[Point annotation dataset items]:

+-------+

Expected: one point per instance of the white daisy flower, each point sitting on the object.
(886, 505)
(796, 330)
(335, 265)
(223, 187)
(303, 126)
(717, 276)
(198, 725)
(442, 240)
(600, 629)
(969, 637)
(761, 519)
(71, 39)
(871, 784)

+-------+

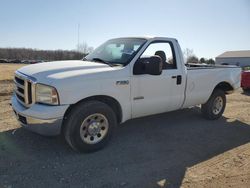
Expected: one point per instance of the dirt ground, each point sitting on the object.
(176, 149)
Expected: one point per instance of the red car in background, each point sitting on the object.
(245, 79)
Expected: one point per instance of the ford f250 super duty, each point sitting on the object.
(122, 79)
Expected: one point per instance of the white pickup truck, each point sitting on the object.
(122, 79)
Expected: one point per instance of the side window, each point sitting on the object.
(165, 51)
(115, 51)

+-------+

[EXERCISE DESCRIPTION]:
Filter the items above down to every line containing the word "white", and copy those lines out. Case counts.

[RESULT OF THIS EXERCISE]:
Expected: one point per instance of the white daisy flower, each point sitting on the object.
Expected: one point per instance of the white pickup truck, each point sitting on the object.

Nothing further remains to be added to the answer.